__SOURCE MATERIAL__:
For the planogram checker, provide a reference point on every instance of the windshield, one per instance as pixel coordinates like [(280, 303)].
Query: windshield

---

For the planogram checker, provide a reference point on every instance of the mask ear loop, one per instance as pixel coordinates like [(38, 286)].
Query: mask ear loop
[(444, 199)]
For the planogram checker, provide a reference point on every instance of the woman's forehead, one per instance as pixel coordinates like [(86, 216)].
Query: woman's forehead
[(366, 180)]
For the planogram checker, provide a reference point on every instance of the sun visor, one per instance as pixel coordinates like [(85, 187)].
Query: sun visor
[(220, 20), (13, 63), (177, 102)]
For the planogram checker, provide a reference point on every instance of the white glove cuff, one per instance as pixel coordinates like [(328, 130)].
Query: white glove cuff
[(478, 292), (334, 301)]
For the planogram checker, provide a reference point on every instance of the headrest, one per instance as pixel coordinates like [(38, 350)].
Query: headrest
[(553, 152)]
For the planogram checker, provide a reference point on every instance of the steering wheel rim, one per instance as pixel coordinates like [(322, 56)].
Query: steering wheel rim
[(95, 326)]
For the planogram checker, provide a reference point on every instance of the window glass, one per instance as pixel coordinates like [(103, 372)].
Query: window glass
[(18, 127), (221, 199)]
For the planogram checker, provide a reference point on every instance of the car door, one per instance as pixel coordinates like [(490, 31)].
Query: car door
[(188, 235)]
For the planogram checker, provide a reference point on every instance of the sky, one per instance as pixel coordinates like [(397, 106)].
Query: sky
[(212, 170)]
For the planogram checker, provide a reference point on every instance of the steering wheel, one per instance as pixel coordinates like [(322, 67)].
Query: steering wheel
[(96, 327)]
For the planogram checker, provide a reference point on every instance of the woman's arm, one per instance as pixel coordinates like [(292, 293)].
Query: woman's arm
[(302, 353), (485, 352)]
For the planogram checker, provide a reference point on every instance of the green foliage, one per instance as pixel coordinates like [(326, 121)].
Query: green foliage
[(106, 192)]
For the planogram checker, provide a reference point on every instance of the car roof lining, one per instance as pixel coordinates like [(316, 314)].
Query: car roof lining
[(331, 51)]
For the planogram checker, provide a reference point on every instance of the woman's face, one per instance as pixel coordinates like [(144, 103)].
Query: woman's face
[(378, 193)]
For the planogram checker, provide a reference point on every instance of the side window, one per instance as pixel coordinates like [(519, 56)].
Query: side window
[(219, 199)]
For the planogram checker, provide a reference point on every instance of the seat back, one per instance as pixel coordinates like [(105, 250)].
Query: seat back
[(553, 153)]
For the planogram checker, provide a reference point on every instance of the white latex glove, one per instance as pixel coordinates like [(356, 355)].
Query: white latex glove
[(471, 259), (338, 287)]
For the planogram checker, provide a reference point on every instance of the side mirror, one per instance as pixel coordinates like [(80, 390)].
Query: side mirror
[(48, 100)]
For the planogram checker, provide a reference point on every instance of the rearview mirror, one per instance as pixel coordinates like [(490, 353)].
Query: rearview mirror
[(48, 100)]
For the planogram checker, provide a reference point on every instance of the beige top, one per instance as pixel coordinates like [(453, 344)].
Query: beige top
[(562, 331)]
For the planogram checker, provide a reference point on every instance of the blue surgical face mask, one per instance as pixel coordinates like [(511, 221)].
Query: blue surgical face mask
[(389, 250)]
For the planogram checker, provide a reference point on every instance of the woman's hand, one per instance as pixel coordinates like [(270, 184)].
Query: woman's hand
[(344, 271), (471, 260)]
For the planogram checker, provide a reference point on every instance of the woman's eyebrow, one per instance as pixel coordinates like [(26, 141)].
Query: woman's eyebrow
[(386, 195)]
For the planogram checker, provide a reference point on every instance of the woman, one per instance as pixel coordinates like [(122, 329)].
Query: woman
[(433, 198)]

__ABOUT THIS EXERCISE__: Over the whole listing above, give the number of lines in which "windshield" occurs, and no other words.

__EXERCISE RESPONSE__: 2